Entries from a dataset
<<<<
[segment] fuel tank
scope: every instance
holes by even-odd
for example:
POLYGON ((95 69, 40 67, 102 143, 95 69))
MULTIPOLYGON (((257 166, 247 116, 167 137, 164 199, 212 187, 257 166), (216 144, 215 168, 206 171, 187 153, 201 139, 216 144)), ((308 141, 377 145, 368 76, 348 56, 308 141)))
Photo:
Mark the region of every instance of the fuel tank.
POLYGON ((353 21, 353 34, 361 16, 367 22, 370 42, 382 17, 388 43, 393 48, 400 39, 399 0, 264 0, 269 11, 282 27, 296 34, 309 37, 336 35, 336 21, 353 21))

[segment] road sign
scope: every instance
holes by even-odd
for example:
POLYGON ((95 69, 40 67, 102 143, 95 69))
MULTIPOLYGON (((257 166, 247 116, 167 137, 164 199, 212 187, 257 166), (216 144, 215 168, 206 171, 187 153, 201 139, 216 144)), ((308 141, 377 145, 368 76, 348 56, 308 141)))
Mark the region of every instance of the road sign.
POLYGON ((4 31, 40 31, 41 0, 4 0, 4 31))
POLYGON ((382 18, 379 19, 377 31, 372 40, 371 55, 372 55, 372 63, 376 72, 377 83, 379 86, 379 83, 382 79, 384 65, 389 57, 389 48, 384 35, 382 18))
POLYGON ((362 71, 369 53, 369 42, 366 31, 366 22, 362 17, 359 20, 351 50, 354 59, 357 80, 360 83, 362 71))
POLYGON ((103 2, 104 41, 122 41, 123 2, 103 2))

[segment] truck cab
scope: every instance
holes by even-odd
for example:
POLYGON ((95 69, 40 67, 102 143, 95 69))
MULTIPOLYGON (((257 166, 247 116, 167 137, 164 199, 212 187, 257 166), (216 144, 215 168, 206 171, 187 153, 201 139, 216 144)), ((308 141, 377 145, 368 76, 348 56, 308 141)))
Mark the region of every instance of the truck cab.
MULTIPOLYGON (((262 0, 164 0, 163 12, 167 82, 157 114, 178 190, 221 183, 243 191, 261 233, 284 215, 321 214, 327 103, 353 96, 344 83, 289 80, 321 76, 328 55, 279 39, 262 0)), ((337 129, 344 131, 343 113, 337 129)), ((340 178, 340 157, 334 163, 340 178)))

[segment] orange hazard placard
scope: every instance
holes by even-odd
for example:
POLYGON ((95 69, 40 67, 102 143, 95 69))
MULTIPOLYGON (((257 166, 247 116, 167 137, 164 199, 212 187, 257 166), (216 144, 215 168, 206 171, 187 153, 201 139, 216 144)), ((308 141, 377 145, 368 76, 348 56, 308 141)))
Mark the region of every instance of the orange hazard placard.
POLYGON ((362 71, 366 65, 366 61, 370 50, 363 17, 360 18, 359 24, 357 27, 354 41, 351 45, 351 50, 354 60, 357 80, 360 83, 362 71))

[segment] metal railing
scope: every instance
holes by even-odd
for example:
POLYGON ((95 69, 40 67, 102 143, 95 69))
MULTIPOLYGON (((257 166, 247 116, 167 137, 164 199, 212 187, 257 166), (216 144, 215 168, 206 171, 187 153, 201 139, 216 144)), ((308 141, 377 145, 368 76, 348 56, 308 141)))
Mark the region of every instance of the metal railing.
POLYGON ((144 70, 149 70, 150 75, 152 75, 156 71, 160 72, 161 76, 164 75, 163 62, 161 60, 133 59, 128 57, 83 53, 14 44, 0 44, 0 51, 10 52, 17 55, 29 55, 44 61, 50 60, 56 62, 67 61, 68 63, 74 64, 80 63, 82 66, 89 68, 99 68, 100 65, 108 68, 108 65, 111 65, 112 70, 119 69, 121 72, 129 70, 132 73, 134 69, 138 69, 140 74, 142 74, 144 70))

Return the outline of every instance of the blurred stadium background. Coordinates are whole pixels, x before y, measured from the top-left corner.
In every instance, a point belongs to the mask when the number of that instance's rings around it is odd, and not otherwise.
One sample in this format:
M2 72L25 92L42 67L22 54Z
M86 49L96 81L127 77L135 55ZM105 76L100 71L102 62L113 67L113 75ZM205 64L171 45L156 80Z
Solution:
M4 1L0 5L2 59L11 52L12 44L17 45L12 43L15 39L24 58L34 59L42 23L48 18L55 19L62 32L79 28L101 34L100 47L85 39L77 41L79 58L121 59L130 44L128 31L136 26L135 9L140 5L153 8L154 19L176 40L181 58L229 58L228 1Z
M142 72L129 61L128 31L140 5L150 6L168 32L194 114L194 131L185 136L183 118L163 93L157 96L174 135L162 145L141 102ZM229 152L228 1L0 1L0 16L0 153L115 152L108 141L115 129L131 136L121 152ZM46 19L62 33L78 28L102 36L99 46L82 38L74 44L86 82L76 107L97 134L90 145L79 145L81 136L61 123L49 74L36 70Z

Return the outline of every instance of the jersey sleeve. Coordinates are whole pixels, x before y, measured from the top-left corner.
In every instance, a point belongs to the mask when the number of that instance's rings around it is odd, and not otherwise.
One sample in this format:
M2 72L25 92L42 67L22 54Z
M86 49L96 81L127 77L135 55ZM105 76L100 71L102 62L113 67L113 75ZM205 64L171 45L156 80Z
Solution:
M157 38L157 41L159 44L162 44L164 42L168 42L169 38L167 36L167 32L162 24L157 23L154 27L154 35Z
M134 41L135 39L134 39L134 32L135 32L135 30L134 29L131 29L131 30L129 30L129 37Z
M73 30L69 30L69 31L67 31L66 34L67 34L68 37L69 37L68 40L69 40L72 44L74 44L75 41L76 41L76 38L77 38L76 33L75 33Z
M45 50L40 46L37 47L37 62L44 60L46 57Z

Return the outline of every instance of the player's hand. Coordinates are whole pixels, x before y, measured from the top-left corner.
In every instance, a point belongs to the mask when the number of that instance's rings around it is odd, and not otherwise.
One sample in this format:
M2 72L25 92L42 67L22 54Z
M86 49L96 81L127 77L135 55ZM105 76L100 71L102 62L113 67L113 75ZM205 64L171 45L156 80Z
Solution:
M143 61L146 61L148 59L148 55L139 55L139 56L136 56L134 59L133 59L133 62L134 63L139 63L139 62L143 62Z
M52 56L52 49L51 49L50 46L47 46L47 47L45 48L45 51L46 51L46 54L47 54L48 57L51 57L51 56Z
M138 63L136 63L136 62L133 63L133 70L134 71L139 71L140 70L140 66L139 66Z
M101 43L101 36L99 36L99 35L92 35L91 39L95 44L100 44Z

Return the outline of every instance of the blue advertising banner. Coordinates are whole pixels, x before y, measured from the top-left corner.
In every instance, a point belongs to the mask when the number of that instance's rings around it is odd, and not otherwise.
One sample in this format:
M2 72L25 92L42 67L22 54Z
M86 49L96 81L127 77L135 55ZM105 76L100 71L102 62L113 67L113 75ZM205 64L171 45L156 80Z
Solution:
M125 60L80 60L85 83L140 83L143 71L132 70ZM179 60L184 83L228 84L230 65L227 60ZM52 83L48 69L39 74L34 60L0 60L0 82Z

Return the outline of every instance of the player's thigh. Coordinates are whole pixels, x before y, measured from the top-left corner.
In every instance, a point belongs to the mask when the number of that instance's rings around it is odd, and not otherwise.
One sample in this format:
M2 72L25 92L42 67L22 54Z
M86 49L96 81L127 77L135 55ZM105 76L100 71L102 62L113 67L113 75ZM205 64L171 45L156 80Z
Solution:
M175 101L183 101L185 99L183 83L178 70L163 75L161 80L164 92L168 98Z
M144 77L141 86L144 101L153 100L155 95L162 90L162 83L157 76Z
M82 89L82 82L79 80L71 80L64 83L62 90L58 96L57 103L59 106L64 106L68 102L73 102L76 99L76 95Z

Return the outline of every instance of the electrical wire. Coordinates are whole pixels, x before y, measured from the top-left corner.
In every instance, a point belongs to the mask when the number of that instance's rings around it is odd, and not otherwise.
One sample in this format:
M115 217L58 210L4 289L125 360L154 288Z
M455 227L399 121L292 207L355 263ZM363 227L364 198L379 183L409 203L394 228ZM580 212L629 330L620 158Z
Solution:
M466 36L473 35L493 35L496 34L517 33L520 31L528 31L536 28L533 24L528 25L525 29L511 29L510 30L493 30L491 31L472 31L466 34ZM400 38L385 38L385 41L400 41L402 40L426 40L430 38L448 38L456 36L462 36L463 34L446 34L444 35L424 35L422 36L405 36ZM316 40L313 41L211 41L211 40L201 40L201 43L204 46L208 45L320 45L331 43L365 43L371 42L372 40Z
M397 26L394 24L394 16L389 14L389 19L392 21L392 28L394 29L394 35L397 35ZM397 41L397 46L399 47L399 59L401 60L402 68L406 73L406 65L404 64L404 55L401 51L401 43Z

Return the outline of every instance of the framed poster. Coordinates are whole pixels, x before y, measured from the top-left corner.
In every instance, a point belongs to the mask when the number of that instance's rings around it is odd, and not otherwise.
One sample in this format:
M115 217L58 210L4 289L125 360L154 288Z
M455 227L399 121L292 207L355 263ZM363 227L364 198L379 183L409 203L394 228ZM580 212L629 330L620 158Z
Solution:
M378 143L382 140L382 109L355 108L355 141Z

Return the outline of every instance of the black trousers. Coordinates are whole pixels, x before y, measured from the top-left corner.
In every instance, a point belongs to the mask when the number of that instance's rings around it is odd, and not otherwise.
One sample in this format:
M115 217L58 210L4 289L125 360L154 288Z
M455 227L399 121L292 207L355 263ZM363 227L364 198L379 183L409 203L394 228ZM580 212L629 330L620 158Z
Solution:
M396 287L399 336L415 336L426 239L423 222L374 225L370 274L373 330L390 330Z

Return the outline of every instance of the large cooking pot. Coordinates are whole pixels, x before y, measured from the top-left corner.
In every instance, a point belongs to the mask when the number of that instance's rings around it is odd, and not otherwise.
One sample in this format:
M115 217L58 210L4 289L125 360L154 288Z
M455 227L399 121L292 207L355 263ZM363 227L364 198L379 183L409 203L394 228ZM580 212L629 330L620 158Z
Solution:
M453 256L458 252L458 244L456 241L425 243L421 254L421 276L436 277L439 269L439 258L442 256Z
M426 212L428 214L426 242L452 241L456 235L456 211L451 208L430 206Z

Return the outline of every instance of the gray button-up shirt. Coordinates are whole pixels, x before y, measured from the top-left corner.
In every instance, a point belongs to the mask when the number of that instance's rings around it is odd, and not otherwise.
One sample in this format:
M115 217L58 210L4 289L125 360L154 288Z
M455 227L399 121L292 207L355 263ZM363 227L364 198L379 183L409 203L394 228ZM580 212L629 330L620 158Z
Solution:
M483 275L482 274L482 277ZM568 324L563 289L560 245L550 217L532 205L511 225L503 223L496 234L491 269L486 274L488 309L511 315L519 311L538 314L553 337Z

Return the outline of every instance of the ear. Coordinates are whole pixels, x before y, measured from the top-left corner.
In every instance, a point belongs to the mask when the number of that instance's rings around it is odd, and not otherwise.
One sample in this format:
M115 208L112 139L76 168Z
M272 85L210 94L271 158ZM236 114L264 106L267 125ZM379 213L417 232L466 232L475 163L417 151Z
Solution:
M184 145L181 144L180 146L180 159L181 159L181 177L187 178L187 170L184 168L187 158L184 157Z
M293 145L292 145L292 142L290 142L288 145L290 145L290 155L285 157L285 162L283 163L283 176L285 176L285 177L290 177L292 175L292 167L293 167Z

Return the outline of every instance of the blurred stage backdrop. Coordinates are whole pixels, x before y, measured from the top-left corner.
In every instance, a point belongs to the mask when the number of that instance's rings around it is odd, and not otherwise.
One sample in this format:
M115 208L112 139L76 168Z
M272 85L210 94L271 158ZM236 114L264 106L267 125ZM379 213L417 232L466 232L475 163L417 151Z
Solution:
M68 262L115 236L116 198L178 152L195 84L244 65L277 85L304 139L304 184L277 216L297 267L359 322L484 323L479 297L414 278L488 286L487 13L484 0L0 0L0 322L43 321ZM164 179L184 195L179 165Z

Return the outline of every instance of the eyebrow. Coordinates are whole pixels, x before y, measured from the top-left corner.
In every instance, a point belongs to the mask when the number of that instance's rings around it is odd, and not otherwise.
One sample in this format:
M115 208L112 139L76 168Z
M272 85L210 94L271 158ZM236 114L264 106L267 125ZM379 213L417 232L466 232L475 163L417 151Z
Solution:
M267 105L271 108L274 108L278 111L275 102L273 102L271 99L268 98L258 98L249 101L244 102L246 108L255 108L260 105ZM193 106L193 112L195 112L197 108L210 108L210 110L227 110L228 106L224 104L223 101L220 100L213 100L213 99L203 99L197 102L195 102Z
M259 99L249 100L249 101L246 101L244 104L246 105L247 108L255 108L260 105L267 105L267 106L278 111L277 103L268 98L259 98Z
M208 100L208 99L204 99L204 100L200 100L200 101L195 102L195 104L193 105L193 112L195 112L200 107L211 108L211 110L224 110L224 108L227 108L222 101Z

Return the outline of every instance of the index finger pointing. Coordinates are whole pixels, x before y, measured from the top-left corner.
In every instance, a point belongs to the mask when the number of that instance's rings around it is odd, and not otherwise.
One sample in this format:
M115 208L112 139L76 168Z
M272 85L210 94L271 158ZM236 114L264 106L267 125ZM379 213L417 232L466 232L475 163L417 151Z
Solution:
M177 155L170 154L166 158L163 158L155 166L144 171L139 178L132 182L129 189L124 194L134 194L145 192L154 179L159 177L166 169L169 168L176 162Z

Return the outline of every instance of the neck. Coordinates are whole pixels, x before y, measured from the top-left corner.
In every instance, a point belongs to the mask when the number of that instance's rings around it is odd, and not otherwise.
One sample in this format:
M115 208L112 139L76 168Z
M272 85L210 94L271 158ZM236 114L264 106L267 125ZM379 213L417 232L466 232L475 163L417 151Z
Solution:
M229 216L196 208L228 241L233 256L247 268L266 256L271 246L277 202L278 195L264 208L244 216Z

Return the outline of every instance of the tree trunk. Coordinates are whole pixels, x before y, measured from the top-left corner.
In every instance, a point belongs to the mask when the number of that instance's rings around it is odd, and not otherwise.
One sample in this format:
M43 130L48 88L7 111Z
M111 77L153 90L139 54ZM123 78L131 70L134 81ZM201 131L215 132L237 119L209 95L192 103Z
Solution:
>>>>
WRITTEN PROBLEM
Begin at the line that contains "Return the outline of every instance of the blurred stadium" and stop after the line that contains "M142 72L129 61L128". Write those lines out again with "whole pixels" replaced by "integer pixels" and all else left as it stands.

SOLUTION FOR THIS TASK
Return the outline of every instance of the blurred stadium background. Coordinates are integer pixels, x before y, measured from the top-left corner.
In every instance, a point belongs to the mask when the number of that instance's rings around it is odd, and not otherwise.
One sample in this format:
M2 72L25 92L42 67L22 54Z
M86 49L96 81L127 77L135 55ZM105 76L100 71L102 62L113 67L113 75ZM205 64L171 45L156 80Z
Solution:
M4 1L0 5L2 59L11 52L12 44L17 45L12 43L15 39L24 58L34 59L42 23L48 18L55 19L62 32L79 28L101 34L100 47L85 39L77 41L79 58L121 59L130 44L128 31L136 26L135 9L140 5L153 8L154 19L176 40L181 58L229 58L228 1Z
M142 72L129 61L128 31L140 5L150 6L168 32L194 114L194 131L185 136L183 118L163 93L157 96L174 135L162 145L141 102ZM229 152L228 1L0 1L0 16L0 153L115 152L108 141L115 129L131 136L121 152ZM46 19L62 33L78 28L102 36L99 46L82 38L74 44L86 82L76 107L97 134L90 145L79 145L81 136L61 123L49 74L36 70Z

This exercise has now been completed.